● INSTRUCTION: Summarize the court decision below in two sentences.

● PROVIDED TEXT:
################

Home ANN TUITE, JAMES CALLERY, and CLAIRE WRIGHT v. RORY WARREN, MICHAEL J. PEIRCE, MICHAEL DiMASCIO, JOHN SAVIGNANO, and MARK J. HYMAN, as they are members of the HOPKINTON BOARD OF APPEALS, and RPI HOPKINTON, LLC.

MISC 15-000462

March 1, 2016

Middlesex, ss.

SPEICHER, J.

DECISION

The narrow issue before the court in this matter is whether the plaintiffs gave sufficient notice of the commencement of this action to the Hopkinton town clerk to comply with the notice requirements of G. L. c. 40A, §17. The defendants, the Board of Appeals of the Town of Hopkinton (“Board”) and the developer of the project that is the subject of the appeal, RPI Hopkinton, LLC (“RPI”), have moved jointly to dismiss the one-count complaint, an appeal under G. L. c. 40A, §17, pursuant to Mass. R. Civ. P. 12(b)(1). For the reasons stated below, the motion to dismiss is ALLOWED.

################

● DATASET SECTION:
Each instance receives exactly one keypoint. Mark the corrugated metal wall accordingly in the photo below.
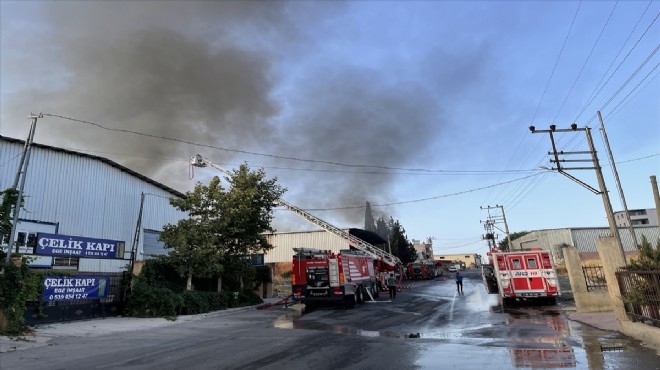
(285, 242)
(86, 197)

################

● EXERCISE SOLUTION: The court must decide whether the plaintiffs gave the Hopkinton town clerk enough notice of the start of their action to meet the notice requirements of G. L. c. 40A, §17. The Board of Appeals of the Town of Hopkinton and the project's developer, RPI Hopkinton, LLC, jointly moved to dismiss the one-count complaint under Mass. R. Civ. P. 12(b)(1), and the court allowed the motion.